◆ Given task ◆
Rewrite everything from the line containing "Where can the vertical" down to the line containing "point(45, 122)", both ends included, and offset every coordinate in the answers by -62.
--- Begin Provided records ---
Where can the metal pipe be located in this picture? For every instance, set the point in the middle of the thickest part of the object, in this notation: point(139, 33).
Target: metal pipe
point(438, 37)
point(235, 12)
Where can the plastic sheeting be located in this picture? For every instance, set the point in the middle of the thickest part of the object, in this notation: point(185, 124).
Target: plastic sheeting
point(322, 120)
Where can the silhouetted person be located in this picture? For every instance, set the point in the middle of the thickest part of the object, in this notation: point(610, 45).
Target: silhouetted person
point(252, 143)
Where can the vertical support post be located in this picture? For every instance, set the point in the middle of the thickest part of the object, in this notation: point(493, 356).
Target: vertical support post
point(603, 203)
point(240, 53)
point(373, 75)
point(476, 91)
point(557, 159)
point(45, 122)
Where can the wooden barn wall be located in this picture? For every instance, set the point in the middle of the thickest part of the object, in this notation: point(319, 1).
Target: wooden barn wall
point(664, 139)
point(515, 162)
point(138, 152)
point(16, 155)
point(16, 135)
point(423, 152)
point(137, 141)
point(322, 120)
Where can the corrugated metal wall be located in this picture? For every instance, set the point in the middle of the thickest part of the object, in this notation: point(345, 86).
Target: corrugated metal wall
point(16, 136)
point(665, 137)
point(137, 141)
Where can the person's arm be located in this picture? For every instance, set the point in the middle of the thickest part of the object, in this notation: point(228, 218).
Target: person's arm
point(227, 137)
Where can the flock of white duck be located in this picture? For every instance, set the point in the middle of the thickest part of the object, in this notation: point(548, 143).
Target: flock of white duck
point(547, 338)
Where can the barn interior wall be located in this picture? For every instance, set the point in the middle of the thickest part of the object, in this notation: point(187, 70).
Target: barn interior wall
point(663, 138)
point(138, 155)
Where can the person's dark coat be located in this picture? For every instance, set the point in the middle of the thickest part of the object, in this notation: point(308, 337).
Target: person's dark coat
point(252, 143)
--- End Provided records ---
◆ Final result ◆
Where can the vertical support post be located in this picture? For every instance, set the point in the middle of the thickest part of the object, in this notation: point(493, 356).
Target: vertical support post
point(541, 141)
point(178, -9)
point(311, 13)
point(414, 29)
point(495, 97)
point(-17, 60)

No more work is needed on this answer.